───── TEXTO DADO ─────
31 ene 2016

02 / Manual de perdedores

A los tres que, de este lado de las montañas, 
hacen lo mismo que yo pero bien


Las cosas con los libros, casi siempre, tienen algún grado de tensión que predispone a una batalla sorda, camuflada y muchas veces hipócrita que acaba por poner en evidencia un juego de petulancias que se resuelve —como dije latosamente en la columna anterior—, en una materialidad difusa que en ciertas ocasiones puede dejar inconformes a ambos contendores. El oficio no porta en sí mismo las dosis de glamour suficientes como para que la pelea sea verdaderamente justa: eso, que es siempre la extrapolación de una imagen individual, queda más bien para el solaz del que está en la vereda de enfrente, del tipo que escribe y que, más por necesidad que por real pulsión de deseo, acaba por someterse —al menos en apariencia— al proceso que supone hacer de su arte, de su inspiración, de su genialidad, una simple cosa, un librito.
───── DATOS EXTRAÍDOS ─────
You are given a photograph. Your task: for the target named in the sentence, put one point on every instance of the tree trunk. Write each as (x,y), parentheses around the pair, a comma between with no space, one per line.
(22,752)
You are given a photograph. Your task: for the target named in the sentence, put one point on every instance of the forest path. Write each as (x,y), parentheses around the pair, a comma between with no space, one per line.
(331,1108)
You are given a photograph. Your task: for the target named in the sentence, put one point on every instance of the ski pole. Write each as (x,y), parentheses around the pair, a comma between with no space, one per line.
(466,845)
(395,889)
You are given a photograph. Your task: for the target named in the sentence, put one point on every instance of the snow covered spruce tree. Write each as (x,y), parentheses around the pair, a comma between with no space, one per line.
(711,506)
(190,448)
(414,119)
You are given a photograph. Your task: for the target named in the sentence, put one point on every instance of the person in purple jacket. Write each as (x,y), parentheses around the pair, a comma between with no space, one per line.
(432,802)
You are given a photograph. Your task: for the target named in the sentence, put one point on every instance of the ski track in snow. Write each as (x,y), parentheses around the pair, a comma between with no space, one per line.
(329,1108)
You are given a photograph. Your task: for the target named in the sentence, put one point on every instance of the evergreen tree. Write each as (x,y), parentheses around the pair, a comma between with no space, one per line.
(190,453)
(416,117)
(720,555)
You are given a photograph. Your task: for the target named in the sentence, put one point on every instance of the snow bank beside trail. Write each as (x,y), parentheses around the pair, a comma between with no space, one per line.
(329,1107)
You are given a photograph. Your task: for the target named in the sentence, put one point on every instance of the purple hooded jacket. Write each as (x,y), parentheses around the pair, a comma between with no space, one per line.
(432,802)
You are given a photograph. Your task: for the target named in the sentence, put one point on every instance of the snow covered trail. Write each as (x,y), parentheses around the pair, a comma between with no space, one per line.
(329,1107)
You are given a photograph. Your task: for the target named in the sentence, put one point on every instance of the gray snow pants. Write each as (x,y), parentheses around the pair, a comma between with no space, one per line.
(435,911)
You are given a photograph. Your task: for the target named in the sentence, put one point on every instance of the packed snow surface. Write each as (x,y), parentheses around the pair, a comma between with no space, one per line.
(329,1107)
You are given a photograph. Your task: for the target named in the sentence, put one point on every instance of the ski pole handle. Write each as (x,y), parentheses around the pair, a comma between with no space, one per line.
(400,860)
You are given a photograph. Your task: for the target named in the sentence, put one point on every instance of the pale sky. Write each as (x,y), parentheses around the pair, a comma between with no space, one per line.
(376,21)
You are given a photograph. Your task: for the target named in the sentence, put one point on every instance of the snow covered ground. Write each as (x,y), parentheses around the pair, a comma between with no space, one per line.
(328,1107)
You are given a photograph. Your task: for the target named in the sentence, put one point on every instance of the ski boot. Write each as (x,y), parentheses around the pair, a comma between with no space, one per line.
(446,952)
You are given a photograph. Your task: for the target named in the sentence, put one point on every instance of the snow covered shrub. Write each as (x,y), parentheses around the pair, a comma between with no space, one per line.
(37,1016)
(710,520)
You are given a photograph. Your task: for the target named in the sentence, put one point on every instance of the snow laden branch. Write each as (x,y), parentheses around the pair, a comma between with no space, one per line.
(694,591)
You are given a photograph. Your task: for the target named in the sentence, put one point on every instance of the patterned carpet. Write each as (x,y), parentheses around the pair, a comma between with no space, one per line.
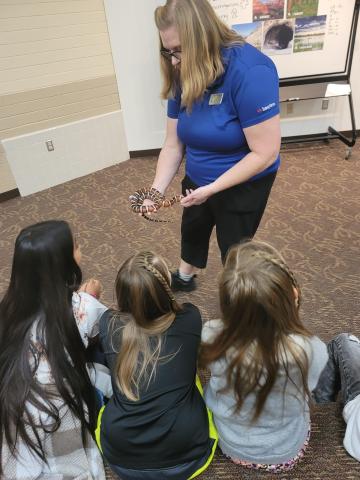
(313,217)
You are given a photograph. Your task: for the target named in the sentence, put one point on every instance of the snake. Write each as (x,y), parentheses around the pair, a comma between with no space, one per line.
(159,200)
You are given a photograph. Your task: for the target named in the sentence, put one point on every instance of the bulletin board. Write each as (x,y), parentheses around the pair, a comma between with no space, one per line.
(307,39)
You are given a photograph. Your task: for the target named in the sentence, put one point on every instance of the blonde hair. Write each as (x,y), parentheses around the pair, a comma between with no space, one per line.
(147,308)
(260,312)
(202,35)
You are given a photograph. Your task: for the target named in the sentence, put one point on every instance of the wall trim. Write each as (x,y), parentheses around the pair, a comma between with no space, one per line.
(4,197)
(144,153)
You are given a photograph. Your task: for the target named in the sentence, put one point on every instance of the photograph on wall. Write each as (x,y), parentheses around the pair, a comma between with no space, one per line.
(302,8)
(309,33)
(251,32)
(278,36)
(268,9)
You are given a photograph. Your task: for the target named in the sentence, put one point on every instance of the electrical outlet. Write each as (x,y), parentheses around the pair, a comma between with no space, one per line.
(289,108)
(325,104)
(50,146)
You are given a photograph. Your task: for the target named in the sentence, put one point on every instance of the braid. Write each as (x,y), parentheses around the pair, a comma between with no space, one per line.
(282,265)
(144,262)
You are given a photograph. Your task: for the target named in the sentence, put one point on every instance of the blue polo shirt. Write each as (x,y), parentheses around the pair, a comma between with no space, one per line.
(213,131)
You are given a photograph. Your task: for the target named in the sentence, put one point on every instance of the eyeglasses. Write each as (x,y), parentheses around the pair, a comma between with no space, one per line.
(168,54)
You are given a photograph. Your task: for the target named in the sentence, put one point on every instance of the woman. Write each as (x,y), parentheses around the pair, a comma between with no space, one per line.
(156,424)
(223,110)
(47,402)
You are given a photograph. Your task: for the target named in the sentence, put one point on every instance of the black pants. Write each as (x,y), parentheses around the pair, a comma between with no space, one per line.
(236,213)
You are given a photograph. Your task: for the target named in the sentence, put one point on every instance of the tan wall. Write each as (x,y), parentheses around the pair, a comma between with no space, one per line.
(55,65)
(7,181)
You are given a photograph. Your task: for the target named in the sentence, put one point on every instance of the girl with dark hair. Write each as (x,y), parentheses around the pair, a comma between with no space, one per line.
(47,402)
(156,424)
(264,362)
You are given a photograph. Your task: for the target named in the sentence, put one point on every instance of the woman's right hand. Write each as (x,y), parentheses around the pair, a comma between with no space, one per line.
(151,206)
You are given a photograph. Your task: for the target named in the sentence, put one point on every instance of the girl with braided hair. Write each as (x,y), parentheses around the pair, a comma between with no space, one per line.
(264,362)
(156,425)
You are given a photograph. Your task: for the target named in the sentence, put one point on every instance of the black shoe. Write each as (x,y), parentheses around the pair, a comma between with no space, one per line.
(178,284)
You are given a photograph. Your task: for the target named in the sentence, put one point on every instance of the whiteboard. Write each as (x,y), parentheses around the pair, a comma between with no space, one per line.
(304,38)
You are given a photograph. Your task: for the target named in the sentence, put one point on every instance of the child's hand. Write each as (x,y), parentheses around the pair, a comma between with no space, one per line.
(92,287)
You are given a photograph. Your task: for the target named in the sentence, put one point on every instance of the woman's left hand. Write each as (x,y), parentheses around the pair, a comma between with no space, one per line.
(196,197)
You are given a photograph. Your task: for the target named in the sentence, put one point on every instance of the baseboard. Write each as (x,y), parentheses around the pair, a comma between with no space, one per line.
(145,153)
(9,195)
(315,137)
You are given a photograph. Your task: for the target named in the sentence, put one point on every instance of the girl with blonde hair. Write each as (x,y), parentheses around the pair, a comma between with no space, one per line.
(223,112)
(264,362)
(156,424)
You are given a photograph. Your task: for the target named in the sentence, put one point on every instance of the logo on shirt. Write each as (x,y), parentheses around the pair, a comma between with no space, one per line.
(216,98)
(267,107)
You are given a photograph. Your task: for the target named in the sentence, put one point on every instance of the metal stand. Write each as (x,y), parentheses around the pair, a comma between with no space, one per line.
(332,133)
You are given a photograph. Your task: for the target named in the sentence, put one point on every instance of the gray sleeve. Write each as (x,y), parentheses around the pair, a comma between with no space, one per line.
(318,359)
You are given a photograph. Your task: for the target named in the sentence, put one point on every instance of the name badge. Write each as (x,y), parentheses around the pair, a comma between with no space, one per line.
(216,98)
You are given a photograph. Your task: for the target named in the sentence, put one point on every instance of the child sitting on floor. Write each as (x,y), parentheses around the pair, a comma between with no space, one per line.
(342,373)
(47,402)
(264,362)
(156,425)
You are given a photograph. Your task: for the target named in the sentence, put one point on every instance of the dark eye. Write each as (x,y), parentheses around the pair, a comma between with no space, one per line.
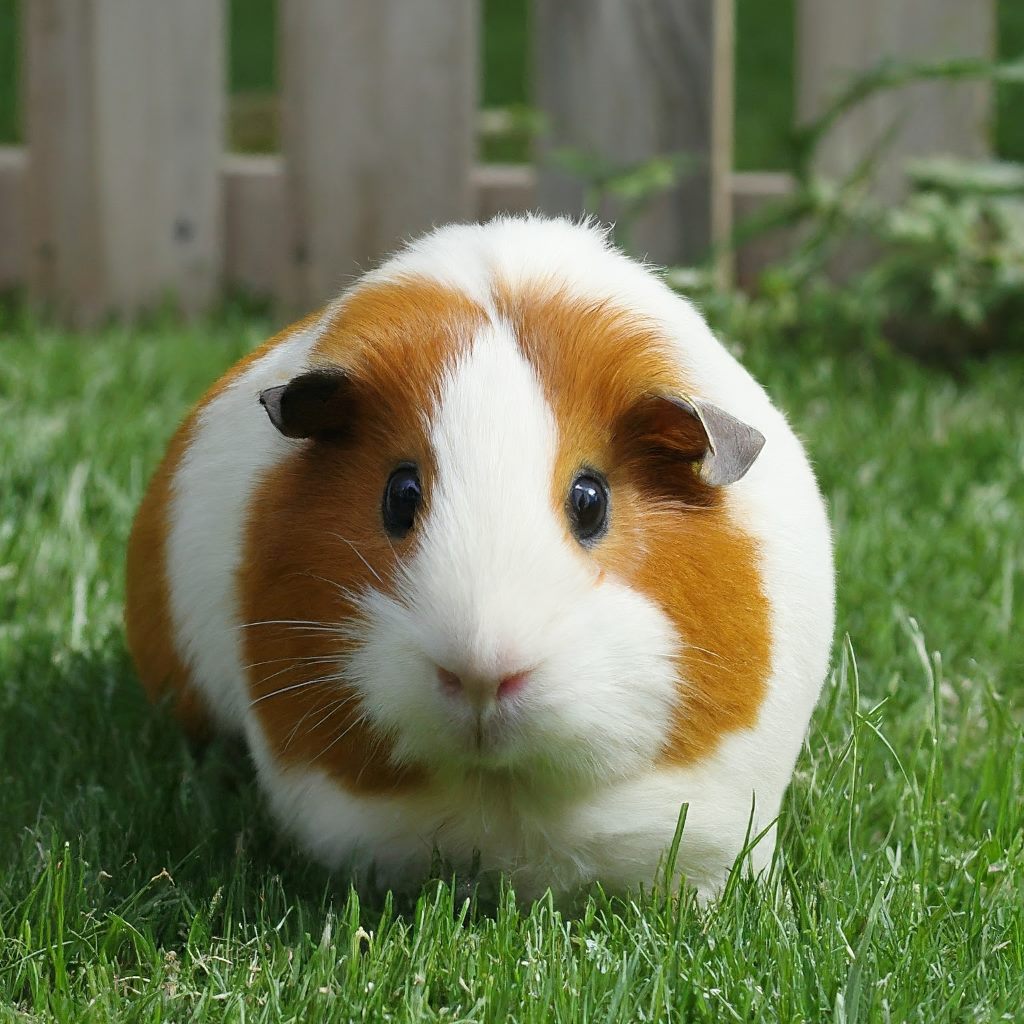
─────
TAREAS PENDIENTES -
1. Según el texto, ¿qué no porta en sí mismo el oficio para que la pelea sea verdaderamente justa?
2. Transcribe del texto todo lo que va desde "Las cosas con" hasta "cosa, un librito.".

RESULTADOS POR TAREA -
1. Las dosis de glamour suficientes.

2.
Las cosas con los libros, casi siempre, tienen algún grado de tensión que predispone a una batalla sorda, camuflada y muchas veces hipócrita que acaba por poner en evidencia un juego de petulancias que se resuelve —como dije latosamente en la columna anterior—, en una materialidad difusa que en ciertas ocasiones puede dejar inconformes a ambos contendores. El oficio no porta en sí mismo las dosis de glamour suficientes como para que la pelea sea verdaderamente justa: eso, que es siempre la extrapolación de una imagen individual, queda más bien para el solaz del que está en la vereda de enfrente, del tipo que escribe y que, más por necesidad que por real pulsión de deseo, acaba por someterse —al menos en apariencia— al proceso que supone hacer de su arte, de su inspiración, de su genialidad, una simple cosa, un librito.